● MATERIAL FOR THIS TASK
::::::

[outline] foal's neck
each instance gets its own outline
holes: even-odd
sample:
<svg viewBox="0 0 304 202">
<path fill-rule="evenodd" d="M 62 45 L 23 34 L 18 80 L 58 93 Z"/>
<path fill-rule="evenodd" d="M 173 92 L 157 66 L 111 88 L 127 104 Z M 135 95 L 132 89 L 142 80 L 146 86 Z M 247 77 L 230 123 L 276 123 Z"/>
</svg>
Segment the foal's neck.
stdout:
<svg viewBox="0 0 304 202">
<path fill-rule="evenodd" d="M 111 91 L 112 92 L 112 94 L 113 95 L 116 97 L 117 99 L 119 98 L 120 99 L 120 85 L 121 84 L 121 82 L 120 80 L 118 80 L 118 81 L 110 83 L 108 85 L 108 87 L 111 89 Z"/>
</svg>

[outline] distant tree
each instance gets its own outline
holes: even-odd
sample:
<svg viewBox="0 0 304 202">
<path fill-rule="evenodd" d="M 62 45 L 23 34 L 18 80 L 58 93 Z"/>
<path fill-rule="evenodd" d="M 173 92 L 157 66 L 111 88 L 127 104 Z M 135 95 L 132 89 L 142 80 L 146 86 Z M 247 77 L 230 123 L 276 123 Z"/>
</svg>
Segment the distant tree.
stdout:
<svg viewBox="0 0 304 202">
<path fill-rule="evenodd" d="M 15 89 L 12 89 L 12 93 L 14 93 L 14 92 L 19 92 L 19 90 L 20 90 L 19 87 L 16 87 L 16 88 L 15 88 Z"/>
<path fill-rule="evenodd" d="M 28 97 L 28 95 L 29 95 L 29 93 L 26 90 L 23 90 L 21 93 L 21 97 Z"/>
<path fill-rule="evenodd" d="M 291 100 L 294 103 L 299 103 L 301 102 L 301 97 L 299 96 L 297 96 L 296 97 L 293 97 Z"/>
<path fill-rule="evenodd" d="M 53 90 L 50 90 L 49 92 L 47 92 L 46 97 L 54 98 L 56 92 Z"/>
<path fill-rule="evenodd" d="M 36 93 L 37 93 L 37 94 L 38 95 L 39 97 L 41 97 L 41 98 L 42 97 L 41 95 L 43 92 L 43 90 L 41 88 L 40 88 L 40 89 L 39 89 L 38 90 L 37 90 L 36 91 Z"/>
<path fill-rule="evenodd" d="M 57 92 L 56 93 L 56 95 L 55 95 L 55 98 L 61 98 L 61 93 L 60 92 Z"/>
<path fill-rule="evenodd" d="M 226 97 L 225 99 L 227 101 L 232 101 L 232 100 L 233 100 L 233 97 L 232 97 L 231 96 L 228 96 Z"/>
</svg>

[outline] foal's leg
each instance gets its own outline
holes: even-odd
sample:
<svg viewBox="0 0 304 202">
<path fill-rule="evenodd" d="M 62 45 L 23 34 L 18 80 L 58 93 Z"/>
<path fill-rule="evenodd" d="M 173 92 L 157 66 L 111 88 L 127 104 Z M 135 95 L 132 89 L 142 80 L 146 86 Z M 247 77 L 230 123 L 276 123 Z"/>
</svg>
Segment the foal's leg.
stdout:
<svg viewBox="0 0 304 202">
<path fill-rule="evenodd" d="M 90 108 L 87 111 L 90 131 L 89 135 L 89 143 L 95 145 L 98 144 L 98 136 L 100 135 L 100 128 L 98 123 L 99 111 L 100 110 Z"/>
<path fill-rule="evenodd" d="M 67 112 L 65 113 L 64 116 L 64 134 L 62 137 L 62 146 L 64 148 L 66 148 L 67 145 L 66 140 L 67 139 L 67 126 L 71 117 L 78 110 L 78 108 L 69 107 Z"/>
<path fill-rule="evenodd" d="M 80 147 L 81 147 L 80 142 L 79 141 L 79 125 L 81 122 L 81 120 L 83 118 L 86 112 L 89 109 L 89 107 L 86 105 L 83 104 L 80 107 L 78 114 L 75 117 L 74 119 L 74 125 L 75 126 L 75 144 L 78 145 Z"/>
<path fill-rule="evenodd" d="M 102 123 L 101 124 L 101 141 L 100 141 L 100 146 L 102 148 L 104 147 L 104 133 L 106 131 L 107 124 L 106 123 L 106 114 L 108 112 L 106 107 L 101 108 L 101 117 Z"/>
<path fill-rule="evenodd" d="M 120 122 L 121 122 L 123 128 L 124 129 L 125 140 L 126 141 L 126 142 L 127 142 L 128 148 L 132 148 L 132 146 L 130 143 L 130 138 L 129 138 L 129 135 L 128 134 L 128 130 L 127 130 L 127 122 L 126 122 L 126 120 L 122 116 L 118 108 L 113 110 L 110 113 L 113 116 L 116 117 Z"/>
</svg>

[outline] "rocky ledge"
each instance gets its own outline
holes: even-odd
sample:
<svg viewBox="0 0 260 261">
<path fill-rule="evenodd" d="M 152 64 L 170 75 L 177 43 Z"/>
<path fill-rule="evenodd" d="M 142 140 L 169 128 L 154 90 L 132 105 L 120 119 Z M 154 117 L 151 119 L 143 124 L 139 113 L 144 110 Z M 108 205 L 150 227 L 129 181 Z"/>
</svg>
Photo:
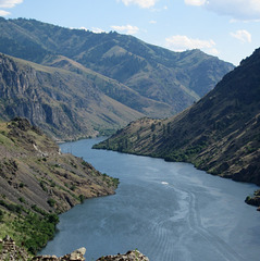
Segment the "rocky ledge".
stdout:
<svg viewBox="0 0 260 261">
<path fill-rule="evenodd" d="M 5 236 L 3 240 L 0 240 L 0 246 L 2 249 L 0 253 L 0 261 L 85 261 L 84 254 L 86 253 L 86 248 L 79 248 L 72 253 L 67 253 L 63 257 L 55 256 L 36 256 L 34 258 L 29 257 L 27 252 L 15 245 L 15 241 Z M 138 250 L 128 251 L 125 254 L 117 253 L 116 256 L 107 256 L 97 259 L 97 261 L 149 261 L 149 259 L 140 253 Z"/>
</svg>

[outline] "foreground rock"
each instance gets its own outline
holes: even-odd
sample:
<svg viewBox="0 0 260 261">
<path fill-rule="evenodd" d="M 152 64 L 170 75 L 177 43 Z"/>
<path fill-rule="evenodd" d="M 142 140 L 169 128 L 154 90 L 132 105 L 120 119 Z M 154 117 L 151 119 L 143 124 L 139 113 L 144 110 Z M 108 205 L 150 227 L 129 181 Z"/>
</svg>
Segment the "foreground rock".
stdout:
<svg viewBox="0 0 260 261">
<path fill-rule="evenodd" d="M 139 261 L 139 260 L 144 260 L 144 261 L 149 261 L 149 259 L 144 256 L 143 253 L 140 253 L 138 250 L 134 250 L 134 251 L 128 251 L 125 254 L 116 254 L 116 256 L 107 256 L 107 257 L 101 257 L 99 259 L 97 259 L 97 261 Z"/>
<path fill-rule="evenodd" d="M 0 261 L 85 261 L 84 254 L 86 253 L 86 248 L 79 248 L 72 253 L 67 253 L 63 257 L 55 257 L 55 256 L 36 256 L 34 258 L 29 257 L 27 252 L 16 246 L 15 241 L 10 237 L 5 236 L 3 240 L 0 240 Z M 125 254 L 116 254 L 116 256 L 107 256 L 101 257 L 97 261 L 149 261 L 149 259 L 140 253 L 138 250 L 128 251 Z"/>
</svg>

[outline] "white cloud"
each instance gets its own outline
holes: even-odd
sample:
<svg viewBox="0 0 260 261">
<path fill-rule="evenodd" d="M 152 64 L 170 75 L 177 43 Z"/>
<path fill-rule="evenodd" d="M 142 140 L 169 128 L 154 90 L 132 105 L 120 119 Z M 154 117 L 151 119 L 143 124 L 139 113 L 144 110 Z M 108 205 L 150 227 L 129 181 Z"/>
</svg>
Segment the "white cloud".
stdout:
<svg viewBox="0 0 260 261">
<path fill-rule="evenodd" d="M 186 4 L 188 5 L 203 5 L 206 3 L 206 0 L 184 0 Z"/>
<path fill-rule="evenodd" d="M 22 2 L 23 0 L 0 0 L 0 8 L 14 8 Z"/>
<path fill-rule="evenodd" d="M 165 46 L 173 51 L 200 49 L 213 55 L 219 54 L 219 51 L 214 48 L 215 42 L 213 40 L 193 39 L 182 35 L 171 36 L 165 40 Z"/>
<path fill-rule="evenodd" d="M 231 33 L 231 36 L 238 39 L 242 42 L 251 42 L 251 34 L 245 29 Z"/>
<path fill-rule="evenodd" d="M 230 15 L 235 20 L 259 20 L 259 0 L 184 0 L 186 4 L 201 5 L 220 15 Z"/>
<path fill-rule="evenodd" d="M 98 28 L 98 27 L 92 27 L 92 33 L 95 33 L 95 34 L 101 34 L 101 33 L 104 33 L 104 30 L 101 29 L 101 28 Z"/>
<path fill-rule="evenodd" d="M 117 0 L 122 1 L 126 7 L 129 4 L 137 4 L 140 8 L 151 8 L 156 4 L 158 0 Z"/>
<path fill-rule="evenodd" d="M 139 30 L 137 26 L 133 26 L 133 25 L 122 25 L 122 26 L 113 25 L 111 26 L 111 28 L 113 28 L 116 32 L 123 32 L 127 35 L 134 35 Z"/>
<path fill-rule="evenodd" d="M 10 14 L 10 12 L 7 12 L 4 10 L 0 10 L 0 16 L 7 16 L 9 14 Z"/>
</svg>

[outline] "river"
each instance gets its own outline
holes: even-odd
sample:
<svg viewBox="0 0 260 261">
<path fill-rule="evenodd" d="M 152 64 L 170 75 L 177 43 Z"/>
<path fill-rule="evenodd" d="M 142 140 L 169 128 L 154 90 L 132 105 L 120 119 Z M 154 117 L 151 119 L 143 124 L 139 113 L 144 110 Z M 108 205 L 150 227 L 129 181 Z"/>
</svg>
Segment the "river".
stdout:
<svg viewBox="0 0 260 261">
<path fill-rule="evenodd" d="M 209 175 L 191 164 L 92 150 L 100 139 L 62 144 L 120 178 L 116 195 L 88 199 L 60 215 L 41 254 L 86 247 L 86 260 L 138 249 L 150 261 L 258 261 L 260 213 L 244 203 L 257 186 Z"/>
</svg>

::::::

● EXERCISE DETAILS
Count the lines in the listing above that contain the string "tree". Give only the number.

● TASK SOLUTION
2